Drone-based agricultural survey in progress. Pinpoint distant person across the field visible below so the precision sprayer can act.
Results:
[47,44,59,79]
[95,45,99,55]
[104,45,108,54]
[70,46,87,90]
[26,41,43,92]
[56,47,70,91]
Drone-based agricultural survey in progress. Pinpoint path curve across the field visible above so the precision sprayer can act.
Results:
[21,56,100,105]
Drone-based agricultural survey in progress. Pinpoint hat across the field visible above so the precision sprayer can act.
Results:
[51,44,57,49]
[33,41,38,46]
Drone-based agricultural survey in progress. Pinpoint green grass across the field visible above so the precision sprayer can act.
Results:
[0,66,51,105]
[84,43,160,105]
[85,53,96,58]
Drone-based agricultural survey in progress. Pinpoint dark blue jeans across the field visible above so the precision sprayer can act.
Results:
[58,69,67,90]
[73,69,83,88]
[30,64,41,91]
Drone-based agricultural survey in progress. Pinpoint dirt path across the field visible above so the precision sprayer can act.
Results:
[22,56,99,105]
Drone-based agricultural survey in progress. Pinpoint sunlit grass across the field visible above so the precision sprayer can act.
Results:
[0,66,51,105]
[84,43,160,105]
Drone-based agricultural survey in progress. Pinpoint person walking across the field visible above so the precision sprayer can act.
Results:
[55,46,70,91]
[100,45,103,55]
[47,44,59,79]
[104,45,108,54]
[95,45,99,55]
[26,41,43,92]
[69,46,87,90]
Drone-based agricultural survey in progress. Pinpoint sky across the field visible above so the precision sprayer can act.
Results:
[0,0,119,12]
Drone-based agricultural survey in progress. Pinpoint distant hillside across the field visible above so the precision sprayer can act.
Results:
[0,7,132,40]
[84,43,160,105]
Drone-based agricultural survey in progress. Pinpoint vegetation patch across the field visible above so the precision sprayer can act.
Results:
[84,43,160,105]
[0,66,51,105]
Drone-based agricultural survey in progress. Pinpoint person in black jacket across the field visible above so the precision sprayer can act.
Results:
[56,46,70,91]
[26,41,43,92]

# # # #

→ **Exercise directions**
Can you copy every row above word for word, leaving nothing out and changing nothing?

→ **Solved problem**
Drone-based agricultural survey in progress. Pinpoint distant person across the field visible below so the precision sprayer can act.
Results:
[47,44,59,79]
[95,45,99,55]
[104,45,108,54]
[70,46,87,90]
[26,41,43,92]
[56,47,70,91]
Drone-based agricultural survey in progress. Pinpoint path curve across the field visible above so the precision sprayer can act.
Results:
[21,56,100,105]
Drone-based agricultural survey in progress. Pinpoint hat across the field visible above so the precision sprayer can act.
Results:
[51,44,57,49]
[33,41,38,46]
Drone-based agricultural survey in progress. Pinpoint green grass across the field visible above so the precision sprayer can act.
Results:
[0,66,51,105]
[84,43,160,105]
[85,53,96,58]
Drone-based agricultural survey in progress. Pinpoint dark blue jeans across the field visible above so the precision sprayer can act.
Results:
[58,69,67,90]
[73,69,83,88]
[30,64,41,91]
Drone-based agricultural survey in progress. Pinpoint dirt path across the field visible above so the precision sprayer can act.
Results:
[22,56,99,105]
Drone-based agricultural survey in progress. Pinpoint sunlit grass across the field visible above so the precision sprayer can act.
Results:
[0,66,51,105]
[84,43,160,105]
Drone-based agricultural survey in progress. Pinpoint person walking across the field visible above so the precision sprayer can act.
Results:
[55,46,70,91]
[100,45,103,55]
[47,44,59,79]
[104,45,108,54]
[95,45,99,55]
[26,41,43,92]
[69,46,87,90]
Drone-based agricultural survey in progress. Pinpoint sky across the field visible above so the precision sprayer can act.
Results:
[0,0,119,12]
Drone-based agricultural survey in progress. Pinpoint distant hillside across the field visible above so the precision sprayer can act.
Results:
[0,7,132,40]
[84,43,160,105]
Drone-based agricultural survey in progress. Pinpoint vegetation patch across the field visible above so the precision sprayer can act.
Results:
[84,43,160,105]
[0,66,51,105]
Drone-based agricultural survey in progress. Pinpoint person in black jacket across the field visible above so the precision sprayer can act.
Results:
[56,46,70,91]
[26,41,43,92]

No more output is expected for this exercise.